▶ AIM 1: Print the rows that follow the forum thread below, line for line and unchanged.

## start PASSAGE SHOWN

Yes, WIHH... Pictures please!!!!


----------



## weever (Oct 1, 2006)

This thread is useless without pics...


----------



## Mrs. Homesteader (May 10, 2002)

I am going to the yarn shop today with my sweet Daughter-in-love. I was hoping someone was on here. I wanted to know how much yarn I needed for a pair of socks. I am at least going to look.


----------



## Marchwind (May 10, 2002)

Exactly what WIHH said!


----------



## mamajohnson (Nov 27, 2002)

Wind in Her Hair said:


> Marchwind - that story of the lost fleece had me laughing so hard - sounds like something that would happen to me! Can't wait to see those socks - and....
> 
> 
> *SPEAKING OF SOCKS*...
> ...


WOOO HOOOOO So glad they made it! figures they got there a day I couldnt get next to a computer. lol! But they made it! And you like them??!!
wow! 
that yarn was a angora mohair alpaca blend I got on ebay from notjustyarns

So glad you like your socks. I know I wear mine every morning. They are perfect for the early morning chill. 
In fact, if those socks had been bigger my son may have swiped them! He kept looking at them saying, make me some socks, my feet are cold.

Well, now I need to find some more good wool to make him some. Think I can get it done by christmas????


----------



## Mrs. Homesteader (May 10, 2002)

Well, I bit the bullet and bought some sock yarn. YIKES!!! I am almost done with my baby blanket. I will try socks next. Can you point me to a nice easy beginner pattern? I pulled 2 of the free pattern sheets off by the yarn. However, it is nice to have someone who knows tell you it is an easy one.


----------



## betty modin (May 15, 2002)

We got the first bit of snow and cold weather this week. I'm ready to spend my free time spinning and knitting! Of course, there's a few book reviews and a distance learning course to work on as well, but now that it's nearly dark AND cold when I get home from work I just CAN'T go outside and work, right?

I did go up to the barn and move the partition out of the stalls today. I needed all the sheep to use the same door so that the barn stays dry and clean. When I locked the stock up later, the little wethers were bouncing back and forth over the low barrier that remains- and driving the older ewes nuts. They've been good neighbors for months now, and have shared the pasture since August, so I know it will work out.

## end PASSAGE SHOWN
## start DATA

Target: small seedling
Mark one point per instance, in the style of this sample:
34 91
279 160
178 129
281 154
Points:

## end DATA

▶ AIM 2: State whether each statement agrees with the knitting thread above. Answer yes or no and quote the deciding words. (a) The sock yarn was an angora mohair alpaca blend bought on ebay. (b) Mrs. Homesteader had already finished her baby blanket when she bought sock yarn. (c) The sheep have shared the pasture since August.

▶ FINAL ANSWER 1:
Target: small seedling
Mark one point per instance, in the style of this sample:
34 91
279 160
178 129
281 154
Points:

▶ FINAL ANSWER 2:
(a) Yes: "that yarn was a angora mohair alpaca blend I got on ebay from notjustyarns"
(b) No: "I am almost done with my baby blanket."
(c) Yes: "have shared the pasture since August"